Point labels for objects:
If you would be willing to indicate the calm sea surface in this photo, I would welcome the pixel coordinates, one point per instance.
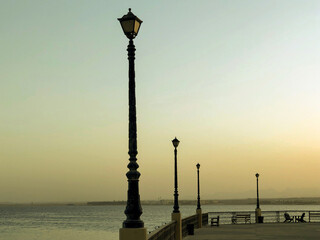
(96, 222)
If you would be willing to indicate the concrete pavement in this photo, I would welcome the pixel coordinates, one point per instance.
(266, 231)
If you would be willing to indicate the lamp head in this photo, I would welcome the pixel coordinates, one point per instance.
(175, 142)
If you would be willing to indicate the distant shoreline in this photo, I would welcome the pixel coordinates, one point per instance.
(248, 201)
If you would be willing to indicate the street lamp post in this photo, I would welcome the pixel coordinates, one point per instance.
(257, 176)
(175, 143)
(199, 211)
(130, 25)
(176, 215)
(258, 210)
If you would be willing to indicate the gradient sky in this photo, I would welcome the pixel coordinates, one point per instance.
(236, 81)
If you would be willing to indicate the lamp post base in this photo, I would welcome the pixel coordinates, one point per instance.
(133, 234)
(199, 215)
(257, 214)
(178, 230)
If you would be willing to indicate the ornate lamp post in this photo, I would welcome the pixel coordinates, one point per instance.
(198, 204)
(259, 218)
(199, 211)
(176, 215)
(175, 143)
(130, 25)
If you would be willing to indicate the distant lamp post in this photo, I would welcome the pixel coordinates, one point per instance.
(175, 143)
(198, 204)
(257, 176)
(199, 211)
(130, 25)
(259, 218)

STATED PROBLEM:
Reproduce all of the data above, requests included, with every coordinate in the answers scaled by 0.25 and rounded to a whole number, halves rounding up. Leave the pictures out of your reply.

THE OUTPUT:
If you would be willing to indicate the calm sea surface in this photo, I would welcome the pixel coordinates, one point per instance.
(24, 56)
If you would be willing to indicate the concrete pavement in this photo, I would welcome the pixel coordinates, one point per instance.
(67, 58)
If you would be willing to indicate the lamp head in this photo, I would welcome the pixel coordinates, one point per instance.
(44, 36)
If you would be willing to indicate the distant shoreline in this photo, I would welcome the pixel coordinates, one point per instance.
(62, 50)
If you would be willing to indicate the street lamp post in this photo, I would welcome the pixel coordinates, one point per instance.
(64, 44)
(44, 36)
(50, 53)
(33, 6)
(44, 54)
(65, 53)
If you would be willing to indicate the gradient sky in this photo, I would welcome the pixel coordinates, one point per instance.
(59, 20)
If you would be willing to indicate the lamp post base in this photo, I would welcome the pixel coordinates, one point per instance.
(33, 59)
(50, 54)
(64, 54)
(45, 58)
If you would be willing to indicate the ornate lamp post in this photo, I would welcome the pixel coordinates, one point per instance.
(50, 51)
(65, 55)
(50, 53)
(44, 54)
(44, 36)
(33, 6)
If you would be willing to indicate the distant lamp post in this photo, I would welcome the pixel coordinates, one point per instance.
(44, 36)
(50, 51)
(64, 44)
(50, 53)
(33, 6)
(65, 55)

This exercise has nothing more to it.